* [What you will do] Return the lines of the listing below verbatim, starting with the line that contains "post, one point per instance." and ending with the line that contains "[[402, 252], [77, 240], [15, 233], [140, 230], [440, 284]]", both included.
[Start Data records]
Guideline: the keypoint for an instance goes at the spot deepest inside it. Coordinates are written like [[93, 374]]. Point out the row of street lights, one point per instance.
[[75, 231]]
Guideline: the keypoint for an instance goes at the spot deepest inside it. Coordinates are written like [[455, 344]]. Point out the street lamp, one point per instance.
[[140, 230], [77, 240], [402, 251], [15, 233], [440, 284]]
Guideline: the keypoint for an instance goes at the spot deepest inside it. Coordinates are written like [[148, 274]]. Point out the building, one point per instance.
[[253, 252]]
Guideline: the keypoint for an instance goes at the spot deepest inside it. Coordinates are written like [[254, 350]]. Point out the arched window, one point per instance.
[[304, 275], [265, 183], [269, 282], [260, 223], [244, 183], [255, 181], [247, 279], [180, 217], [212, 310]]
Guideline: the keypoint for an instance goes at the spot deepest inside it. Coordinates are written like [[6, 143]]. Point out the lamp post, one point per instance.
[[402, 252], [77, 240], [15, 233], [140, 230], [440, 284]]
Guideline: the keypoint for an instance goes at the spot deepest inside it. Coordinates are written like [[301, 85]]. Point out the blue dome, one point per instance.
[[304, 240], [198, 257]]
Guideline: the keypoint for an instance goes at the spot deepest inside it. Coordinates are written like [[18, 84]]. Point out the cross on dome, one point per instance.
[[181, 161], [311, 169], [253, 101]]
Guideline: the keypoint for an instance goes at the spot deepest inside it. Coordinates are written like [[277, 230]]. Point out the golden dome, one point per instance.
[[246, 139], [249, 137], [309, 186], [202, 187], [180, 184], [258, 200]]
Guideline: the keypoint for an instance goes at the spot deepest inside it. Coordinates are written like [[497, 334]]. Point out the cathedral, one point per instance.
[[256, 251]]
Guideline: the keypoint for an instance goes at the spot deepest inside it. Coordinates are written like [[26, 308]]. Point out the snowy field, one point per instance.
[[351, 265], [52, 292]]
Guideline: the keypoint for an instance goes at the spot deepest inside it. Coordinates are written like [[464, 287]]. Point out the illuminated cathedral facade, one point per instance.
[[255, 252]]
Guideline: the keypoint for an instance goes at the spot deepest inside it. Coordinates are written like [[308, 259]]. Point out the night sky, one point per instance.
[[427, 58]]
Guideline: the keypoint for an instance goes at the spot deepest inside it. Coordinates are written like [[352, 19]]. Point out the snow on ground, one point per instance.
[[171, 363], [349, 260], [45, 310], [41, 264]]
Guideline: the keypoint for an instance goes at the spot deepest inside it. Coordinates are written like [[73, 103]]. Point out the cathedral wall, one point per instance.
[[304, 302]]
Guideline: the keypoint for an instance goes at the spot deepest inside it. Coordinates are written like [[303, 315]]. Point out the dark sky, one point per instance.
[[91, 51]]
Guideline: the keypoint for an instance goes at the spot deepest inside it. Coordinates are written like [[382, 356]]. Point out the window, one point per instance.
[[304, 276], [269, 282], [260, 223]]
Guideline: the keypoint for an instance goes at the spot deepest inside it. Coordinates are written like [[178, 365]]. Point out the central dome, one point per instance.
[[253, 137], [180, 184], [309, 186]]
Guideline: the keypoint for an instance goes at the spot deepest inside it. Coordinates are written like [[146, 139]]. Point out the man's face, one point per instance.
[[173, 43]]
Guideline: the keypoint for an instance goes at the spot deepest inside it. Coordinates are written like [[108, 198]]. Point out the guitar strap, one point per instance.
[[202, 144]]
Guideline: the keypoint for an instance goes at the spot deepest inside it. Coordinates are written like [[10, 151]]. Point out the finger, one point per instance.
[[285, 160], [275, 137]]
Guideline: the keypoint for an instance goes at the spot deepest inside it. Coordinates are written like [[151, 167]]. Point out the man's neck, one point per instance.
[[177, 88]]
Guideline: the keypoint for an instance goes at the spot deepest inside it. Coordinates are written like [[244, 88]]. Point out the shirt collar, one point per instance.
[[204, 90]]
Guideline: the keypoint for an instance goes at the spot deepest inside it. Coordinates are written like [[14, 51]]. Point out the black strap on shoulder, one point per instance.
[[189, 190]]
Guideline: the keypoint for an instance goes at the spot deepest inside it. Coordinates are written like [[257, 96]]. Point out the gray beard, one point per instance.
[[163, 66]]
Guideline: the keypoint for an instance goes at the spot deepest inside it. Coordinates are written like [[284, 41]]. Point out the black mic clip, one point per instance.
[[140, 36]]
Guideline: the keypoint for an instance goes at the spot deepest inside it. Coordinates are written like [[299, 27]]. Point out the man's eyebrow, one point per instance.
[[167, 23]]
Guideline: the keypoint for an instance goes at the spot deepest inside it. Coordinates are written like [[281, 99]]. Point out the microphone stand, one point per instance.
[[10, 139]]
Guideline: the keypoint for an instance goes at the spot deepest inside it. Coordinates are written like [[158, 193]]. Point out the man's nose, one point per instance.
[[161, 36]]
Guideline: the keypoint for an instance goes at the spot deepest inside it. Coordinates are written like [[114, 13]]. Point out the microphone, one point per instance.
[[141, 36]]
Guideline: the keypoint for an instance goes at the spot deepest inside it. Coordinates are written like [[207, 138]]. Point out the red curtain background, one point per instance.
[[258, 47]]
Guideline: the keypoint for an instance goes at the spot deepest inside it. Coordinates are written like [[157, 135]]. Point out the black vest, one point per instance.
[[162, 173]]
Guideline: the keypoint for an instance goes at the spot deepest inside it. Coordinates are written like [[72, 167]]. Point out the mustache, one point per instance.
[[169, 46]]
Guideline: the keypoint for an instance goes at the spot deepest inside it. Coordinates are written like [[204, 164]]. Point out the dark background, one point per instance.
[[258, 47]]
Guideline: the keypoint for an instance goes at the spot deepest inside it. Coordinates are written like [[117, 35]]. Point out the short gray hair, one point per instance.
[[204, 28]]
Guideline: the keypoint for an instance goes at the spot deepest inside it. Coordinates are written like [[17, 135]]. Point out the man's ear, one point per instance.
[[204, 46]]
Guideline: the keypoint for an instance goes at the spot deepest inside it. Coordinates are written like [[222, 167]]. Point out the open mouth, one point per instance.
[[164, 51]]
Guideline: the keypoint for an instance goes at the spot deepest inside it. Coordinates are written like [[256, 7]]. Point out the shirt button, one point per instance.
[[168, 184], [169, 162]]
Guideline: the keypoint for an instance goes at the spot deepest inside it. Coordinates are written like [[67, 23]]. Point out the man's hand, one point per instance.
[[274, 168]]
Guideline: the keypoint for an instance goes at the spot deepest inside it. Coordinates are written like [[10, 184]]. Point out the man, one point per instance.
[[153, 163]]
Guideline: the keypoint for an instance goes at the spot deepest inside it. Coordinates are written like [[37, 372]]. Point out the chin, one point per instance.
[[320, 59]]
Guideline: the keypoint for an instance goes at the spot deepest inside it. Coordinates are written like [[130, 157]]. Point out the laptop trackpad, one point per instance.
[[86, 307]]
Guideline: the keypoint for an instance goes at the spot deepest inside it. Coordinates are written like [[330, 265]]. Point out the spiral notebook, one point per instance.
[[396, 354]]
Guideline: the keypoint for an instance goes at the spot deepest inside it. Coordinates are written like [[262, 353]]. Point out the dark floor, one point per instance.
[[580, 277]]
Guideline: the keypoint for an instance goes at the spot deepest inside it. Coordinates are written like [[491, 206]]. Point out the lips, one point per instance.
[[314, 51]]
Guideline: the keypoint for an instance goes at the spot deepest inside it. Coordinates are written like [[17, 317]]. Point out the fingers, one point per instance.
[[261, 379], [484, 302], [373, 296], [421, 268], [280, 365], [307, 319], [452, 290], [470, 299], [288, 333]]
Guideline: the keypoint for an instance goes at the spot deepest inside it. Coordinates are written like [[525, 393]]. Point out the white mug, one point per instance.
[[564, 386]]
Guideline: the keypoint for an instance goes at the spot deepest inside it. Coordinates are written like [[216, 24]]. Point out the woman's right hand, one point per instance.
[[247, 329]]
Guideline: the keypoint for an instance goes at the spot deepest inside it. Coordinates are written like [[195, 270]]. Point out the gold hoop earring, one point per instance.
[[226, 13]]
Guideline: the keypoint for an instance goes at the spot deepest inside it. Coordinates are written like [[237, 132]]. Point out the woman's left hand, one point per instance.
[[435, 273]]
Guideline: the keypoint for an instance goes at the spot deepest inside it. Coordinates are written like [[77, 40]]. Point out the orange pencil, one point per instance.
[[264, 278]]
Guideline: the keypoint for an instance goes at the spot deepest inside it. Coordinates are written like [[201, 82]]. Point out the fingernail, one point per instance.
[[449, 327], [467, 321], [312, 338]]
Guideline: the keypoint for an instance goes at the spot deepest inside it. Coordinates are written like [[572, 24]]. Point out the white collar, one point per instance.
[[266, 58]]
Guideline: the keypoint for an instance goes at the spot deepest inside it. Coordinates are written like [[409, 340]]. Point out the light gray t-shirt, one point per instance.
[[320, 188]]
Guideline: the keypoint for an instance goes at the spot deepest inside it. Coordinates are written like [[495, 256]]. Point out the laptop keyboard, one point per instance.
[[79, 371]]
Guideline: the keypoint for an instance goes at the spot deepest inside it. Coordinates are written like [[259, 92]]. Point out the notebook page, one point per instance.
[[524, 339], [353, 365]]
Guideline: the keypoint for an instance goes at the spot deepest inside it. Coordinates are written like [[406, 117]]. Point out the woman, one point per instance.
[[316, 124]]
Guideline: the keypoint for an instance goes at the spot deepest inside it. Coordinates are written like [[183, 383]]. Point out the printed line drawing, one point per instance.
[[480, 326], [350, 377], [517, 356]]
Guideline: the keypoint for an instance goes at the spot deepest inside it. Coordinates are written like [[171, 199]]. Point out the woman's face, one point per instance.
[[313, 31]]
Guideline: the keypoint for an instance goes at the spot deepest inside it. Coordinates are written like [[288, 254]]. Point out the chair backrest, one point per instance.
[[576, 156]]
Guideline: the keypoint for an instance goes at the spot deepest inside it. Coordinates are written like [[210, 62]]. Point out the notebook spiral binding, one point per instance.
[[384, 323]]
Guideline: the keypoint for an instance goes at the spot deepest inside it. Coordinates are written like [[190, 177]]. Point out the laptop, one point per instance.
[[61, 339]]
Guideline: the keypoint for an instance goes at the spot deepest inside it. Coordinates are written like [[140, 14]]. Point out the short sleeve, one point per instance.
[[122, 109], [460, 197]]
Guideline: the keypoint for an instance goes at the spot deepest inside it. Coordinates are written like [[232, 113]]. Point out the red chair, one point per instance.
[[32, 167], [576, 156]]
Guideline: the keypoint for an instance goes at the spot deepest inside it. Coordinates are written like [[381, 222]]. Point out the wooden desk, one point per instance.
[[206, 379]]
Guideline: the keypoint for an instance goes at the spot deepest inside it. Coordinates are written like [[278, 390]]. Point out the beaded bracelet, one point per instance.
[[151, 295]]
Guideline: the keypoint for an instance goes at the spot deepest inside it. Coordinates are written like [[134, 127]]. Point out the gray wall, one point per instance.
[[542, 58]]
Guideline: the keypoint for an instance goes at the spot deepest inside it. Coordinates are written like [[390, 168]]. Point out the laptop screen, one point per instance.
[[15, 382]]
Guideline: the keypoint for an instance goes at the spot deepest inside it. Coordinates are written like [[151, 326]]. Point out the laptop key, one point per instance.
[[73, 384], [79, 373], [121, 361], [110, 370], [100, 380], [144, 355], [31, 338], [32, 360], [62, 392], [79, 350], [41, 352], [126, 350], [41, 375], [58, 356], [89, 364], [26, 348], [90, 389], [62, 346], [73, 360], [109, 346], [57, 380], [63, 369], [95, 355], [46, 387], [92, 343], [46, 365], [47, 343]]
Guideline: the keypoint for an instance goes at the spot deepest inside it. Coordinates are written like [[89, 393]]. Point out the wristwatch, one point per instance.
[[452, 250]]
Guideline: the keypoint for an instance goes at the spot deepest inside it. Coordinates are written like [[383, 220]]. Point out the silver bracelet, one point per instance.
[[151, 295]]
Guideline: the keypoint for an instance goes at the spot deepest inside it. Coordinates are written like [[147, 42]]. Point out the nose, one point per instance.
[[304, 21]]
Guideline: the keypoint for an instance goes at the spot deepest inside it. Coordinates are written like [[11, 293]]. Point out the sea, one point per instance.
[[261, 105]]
[End Data records]
* [Task response]
Guideline: the keypoint for an instance goes at the spot deepest inside it. Coordinates are written like [[6, 143]]. Point out the lamp post, one point per instance.
[[402, 252], [77, 240], [15, 233], [140, 230], [440, 284]]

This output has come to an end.